Render everything below from the line containing "Spot the paved road." down to the line containing "[355,7,449,23]", both included, as a Markdown table with the columns Row and Line, skipping any blank lines. Include no other lines.
———
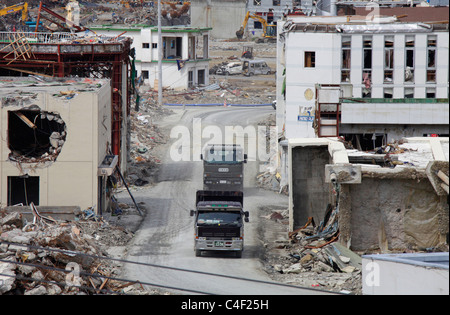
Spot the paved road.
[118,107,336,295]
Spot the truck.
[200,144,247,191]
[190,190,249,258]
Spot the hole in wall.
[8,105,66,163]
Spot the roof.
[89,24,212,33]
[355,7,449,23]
———
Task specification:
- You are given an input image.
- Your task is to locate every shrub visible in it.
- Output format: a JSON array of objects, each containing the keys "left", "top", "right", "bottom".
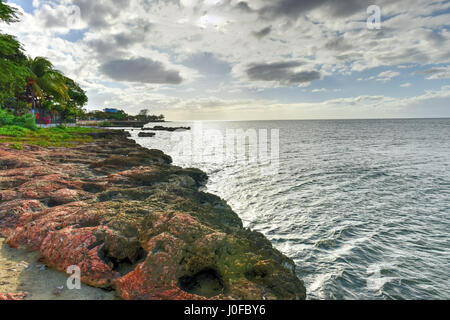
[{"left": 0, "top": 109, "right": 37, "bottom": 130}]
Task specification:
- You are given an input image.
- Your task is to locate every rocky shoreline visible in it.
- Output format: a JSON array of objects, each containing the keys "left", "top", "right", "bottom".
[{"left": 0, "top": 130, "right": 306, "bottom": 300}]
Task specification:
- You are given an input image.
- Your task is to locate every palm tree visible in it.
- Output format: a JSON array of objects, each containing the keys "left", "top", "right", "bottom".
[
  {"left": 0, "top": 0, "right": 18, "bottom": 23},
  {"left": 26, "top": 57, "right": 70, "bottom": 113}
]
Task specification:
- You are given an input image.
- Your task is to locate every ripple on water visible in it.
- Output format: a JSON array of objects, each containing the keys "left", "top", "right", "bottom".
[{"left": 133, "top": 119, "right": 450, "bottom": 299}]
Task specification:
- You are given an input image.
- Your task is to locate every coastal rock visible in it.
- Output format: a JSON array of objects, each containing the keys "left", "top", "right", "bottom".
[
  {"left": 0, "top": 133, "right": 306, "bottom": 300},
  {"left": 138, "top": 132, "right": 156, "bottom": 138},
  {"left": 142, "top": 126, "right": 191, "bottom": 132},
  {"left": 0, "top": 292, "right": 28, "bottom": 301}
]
———
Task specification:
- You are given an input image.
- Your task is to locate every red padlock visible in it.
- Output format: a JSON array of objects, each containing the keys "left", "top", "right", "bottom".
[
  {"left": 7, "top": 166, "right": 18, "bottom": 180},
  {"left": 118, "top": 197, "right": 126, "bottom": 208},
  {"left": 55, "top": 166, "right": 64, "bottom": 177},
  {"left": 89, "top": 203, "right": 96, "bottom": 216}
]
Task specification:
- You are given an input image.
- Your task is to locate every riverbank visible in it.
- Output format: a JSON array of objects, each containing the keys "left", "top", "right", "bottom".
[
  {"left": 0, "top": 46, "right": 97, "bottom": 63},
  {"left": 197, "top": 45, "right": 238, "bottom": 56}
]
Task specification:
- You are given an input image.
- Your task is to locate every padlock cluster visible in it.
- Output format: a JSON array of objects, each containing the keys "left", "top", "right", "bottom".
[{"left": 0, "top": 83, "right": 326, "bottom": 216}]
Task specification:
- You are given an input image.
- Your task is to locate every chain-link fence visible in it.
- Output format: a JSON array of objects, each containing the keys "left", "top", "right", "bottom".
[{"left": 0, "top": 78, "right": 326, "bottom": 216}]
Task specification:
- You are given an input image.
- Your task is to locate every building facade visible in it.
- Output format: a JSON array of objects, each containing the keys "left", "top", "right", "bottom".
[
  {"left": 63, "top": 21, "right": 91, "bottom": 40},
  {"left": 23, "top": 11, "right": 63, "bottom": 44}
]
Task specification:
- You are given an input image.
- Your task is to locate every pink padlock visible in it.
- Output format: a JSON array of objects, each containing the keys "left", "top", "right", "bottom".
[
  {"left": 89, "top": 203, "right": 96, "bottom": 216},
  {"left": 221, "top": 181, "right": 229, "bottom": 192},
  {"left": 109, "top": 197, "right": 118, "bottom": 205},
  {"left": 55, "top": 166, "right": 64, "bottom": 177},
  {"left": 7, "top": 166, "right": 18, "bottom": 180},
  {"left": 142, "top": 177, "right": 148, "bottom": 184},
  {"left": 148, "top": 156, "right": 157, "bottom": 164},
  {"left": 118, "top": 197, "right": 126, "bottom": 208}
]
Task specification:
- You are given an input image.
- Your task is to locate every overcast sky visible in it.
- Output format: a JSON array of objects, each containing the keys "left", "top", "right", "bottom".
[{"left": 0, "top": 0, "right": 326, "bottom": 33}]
———
Result ▸
| Row | Line |
|---|---|
| 1 | Spot the paved road. |
| 2 | [118,107,336,295] |
| 3 | Spot the truck. |
| 4 | [200,144,247,191] |
| 5 | [190,190,249,258] |
| 6 | Spot the hole in wall. |
| 7 | [8,105,66,163] |
| 8 | Spot the roof. |
| 9 | [89,24,212,33] |
| 10 | [355,7,449,23] |